About this task
Word for word, set down every line of the entries below from the line with "point(16, 171)" to the line with "Query: branch", including both, and no other line.

Input for this task
*** Begin section ***

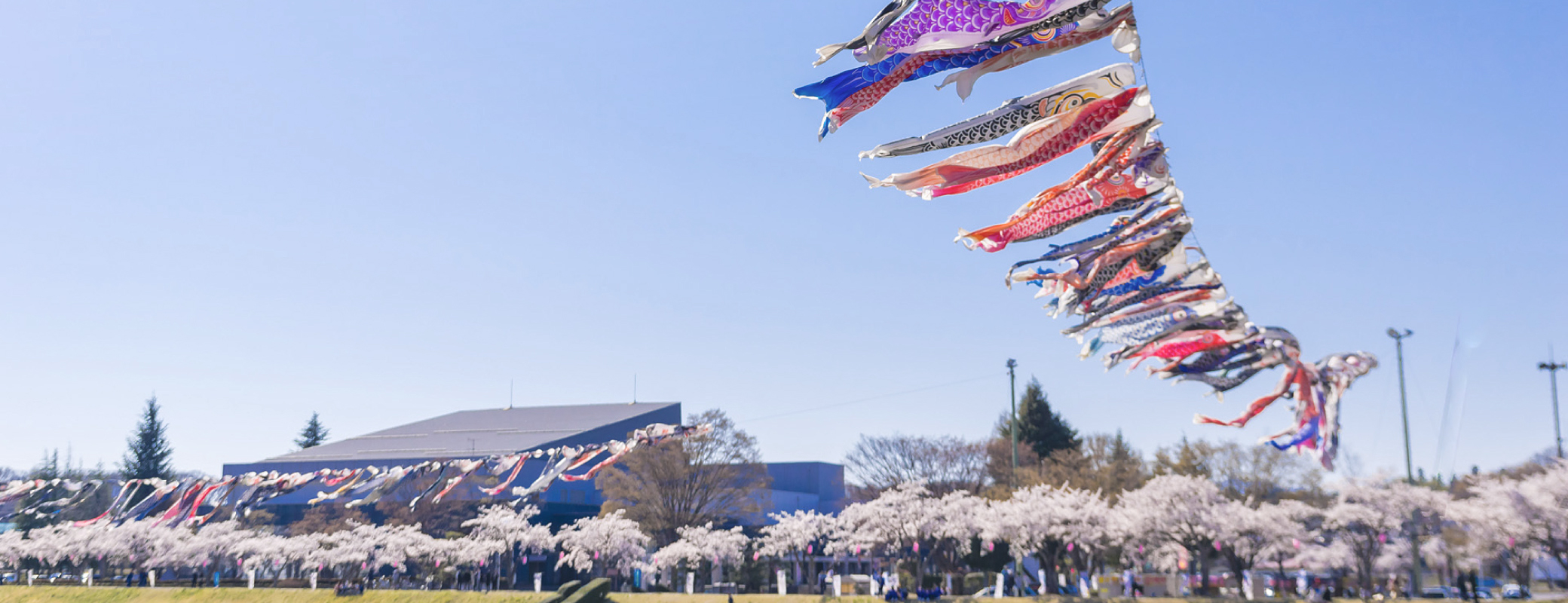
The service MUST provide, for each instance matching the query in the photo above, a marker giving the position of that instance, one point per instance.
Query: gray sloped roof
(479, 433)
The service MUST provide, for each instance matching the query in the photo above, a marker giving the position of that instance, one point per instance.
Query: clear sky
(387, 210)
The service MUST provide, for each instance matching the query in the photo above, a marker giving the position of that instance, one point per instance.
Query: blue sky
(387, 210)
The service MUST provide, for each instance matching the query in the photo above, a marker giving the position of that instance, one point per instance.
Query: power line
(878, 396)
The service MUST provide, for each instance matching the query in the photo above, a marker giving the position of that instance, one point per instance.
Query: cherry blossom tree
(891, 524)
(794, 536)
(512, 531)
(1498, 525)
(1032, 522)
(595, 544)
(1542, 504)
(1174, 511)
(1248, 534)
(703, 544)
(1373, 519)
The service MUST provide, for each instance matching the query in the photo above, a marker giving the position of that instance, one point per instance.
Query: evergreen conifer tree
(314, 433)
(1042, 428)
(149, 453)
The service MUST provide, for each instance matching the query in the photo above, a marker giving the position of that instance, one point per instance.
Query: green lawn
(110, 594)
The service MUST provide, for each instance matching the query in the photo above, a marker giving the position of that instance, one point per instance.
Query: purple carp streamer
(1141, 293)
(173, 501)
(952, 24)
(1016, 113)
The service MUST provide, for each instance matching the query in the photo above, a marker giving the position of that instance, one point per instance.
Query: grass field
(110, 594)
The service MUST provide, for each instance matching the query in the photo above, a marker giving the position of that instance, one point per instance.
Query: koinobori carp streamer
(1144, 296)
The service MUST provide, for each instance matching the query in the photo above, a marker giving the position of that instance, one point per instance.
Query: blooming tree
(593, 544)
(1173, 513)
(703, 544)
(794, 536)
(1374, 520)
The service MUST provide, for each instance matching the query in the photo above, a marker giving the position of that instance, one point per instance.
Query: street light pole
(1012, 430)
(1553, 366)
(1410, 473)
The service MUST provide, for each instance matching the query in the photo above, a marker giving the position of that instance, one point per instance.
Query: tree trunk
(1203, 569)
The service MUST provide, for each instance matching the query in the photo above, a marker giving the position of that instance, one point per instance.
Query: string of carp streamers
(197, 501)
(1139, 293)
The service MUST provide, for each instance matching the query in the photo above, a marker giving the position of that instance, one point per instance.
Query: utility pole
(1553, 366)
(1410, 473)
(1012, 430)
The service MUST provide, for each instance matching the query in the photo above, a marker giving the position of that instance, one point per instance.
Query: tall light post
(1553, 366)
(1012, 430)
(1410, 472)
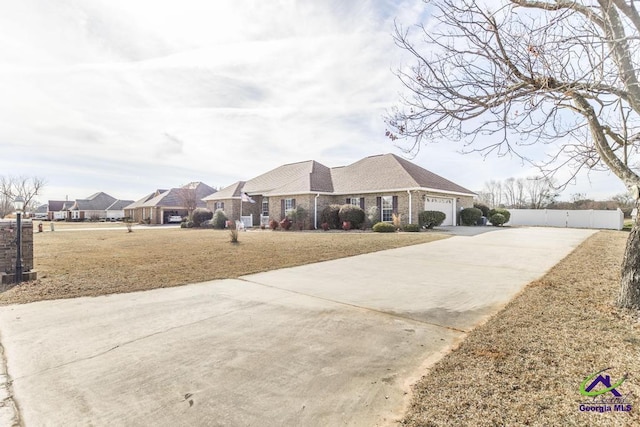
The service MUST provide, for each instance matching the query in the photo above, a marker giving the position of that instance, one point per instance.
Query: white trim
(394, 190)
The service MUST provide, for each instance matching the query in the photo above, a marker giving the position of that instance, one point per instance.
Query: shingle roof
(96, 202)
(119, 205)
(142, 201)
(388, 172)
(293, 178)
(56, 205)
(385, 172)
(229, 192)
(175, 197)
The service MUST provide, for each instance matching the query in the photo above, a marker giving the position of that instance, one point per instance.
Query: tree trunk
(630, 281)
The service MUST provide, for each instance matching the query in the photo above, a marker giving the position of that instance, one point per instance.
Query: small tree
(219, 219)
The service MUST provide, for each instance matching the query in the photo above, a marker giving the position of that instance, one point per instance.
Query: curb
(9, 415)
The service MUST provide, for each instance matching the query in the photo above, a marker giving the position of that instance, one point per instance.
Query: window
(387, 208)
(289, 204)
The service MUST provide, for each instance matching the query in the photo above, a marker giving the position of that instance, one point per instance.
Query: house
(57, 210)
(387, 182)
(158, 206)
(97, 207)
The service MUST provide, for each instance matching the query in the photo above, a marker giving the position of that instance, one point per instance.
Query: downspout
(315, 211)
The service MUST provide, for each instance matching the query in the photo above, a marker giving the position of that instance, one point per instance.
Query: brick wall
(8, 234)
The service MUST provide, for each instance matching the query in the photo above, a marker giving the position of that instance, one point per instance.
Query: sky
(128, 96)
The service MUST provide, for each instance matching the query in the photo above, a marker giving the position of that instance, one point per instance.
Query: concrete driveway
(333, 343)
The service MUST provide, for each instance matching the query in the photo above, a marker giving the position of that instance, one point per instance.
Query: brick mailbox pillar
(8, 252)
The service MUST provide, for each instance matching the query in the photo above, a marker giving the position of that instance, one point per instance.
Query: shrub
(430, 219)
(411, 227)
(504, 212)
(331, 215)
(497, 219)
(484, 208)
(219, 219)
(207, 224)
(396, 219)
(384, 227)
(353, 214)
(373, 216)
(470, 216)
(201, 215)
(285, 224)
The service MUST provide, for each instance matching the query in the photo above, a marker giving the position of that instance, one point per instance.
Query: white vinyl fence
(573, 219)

*** End section ***
*** Begin section ***

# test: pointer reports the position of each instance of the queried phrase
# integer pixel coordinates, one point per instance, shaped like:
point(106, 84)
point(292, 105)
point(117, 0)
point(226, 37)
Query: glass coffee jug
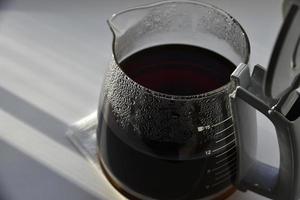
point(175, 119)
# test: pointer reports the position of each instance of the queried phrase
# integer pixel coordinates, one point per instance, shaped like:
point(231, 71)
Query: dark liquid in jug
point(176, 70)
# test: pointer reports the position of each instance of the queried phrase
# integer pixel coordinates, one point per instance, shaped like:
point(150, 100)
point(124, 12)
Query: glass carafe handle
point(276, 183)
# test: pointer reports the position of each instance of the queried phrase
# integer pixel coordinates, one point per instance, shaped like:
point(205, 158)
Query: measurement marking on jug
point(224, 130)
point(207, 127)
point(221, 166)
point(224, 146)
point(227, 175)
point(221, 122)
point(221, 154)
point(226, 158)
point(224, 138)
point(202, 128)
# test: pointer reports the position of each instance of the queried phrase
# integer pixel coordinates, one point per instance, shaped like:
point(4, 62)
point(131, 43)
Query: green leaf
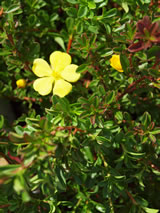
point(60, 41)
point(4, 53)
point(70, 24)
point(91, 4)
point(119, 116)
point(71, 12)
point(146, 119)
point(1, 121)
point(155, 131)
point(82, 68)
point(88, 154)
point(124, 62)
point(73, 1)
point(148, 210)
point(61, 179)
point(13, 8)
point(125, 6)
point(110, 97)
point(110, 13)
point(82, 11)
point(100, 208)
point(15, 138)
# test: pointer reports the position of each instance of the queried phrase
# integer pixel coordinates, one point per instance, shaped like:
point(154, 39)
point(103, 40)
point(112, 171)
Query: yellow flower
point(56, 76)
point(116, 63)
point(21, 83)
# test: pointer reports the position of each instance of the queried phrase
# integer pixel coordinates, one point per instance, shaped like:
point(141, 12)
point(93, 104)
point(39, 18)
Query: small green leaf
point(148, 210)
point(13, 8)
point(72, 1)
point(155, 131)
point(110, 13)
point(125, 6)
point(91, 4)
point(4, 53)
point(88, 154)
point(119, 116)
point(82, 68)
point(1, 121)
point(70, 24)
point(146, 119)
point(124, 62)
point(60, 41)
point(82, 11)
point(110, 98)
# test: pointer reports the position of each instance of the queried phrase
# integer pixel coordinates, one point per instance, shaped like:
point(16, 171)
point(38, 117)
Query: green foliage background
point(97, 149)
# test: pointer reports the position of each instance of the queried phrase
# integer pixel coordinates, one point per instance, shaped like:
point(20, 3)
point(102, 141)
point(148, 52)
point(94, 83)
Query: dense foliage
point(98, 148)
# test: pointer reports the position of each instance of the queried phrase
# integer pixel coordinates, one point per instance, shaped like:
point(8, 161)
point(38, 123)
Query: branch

*** End section ***
*** Begin section ***

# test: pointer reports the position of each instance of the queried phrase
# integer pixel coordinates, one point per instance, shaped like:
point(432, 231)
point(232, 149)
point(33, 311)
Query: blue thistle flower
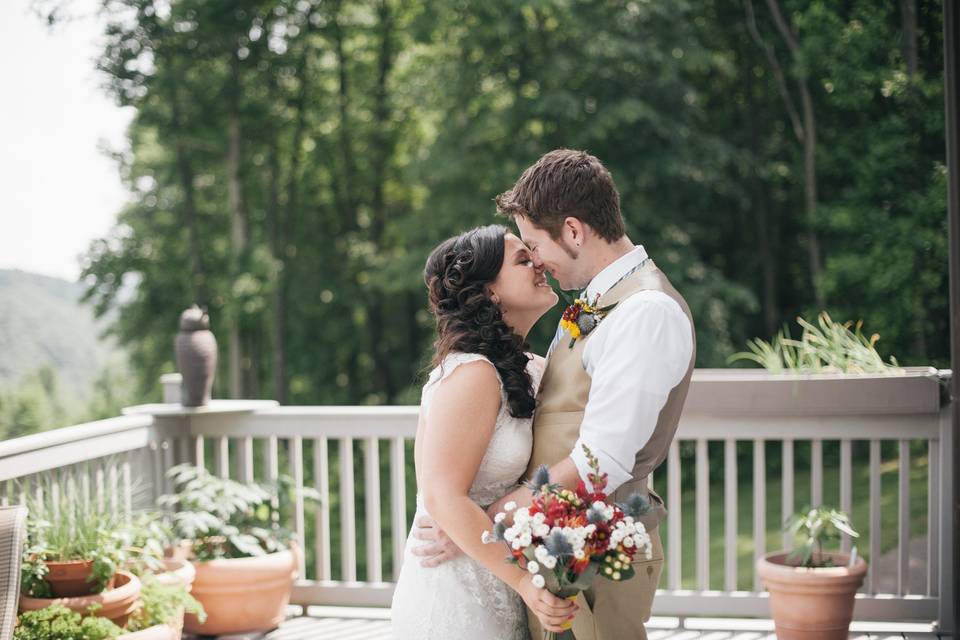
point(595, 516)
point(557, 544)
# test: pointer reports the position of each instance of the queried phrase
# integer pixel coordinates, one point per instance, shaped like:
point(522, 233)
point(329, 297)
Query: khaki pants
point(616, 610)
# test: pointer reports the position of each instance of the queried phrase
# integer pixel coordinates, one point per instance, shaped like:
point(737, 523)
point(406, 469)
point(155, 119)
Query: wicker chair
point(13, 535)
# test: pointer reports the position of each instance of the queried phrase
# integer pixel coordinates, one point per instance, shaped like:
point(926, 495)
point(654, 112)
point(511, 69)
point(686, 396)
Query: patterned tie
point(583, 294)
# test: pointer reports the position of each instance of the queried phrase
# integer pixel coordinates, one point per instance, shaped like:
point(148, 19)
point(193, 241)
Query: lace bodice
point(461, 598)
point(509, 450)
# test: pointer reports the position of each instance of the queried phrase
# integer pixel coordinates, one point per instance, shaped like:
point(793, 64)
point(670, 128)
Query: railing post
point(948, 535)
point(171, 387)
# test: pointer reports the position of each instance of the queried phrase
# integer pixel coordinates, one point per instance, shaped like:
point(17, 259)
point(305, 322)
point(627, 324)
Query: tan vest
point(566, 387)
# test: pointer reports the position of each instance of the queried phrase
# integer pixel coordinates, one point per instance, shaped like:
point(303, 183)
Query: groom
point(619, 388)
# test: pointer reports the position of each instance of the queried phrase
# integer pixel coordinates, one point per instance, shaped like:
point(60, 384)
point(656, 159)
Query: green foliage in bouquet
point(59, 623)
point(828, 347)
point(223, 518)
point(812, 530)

*** End section ***

Response to the task
point(16, 171)
point(38, 117)
Query: green foliage background
point(97, 149)
# test: pointer reports the position of each instance of the queried phrase
# integer pixel coordinates, one point per instance, shaped like:
point(20, 3)
point(102, 141)
point(148, 52)
point(94, 83)
Query: dense foliage
point(98, 148)
# test: pointer reports the position of each instance of the queried phrase
# integer pixel coordinates, one point per instance, shaped like:
point(8, 161)
point(38, 123)
Query: branch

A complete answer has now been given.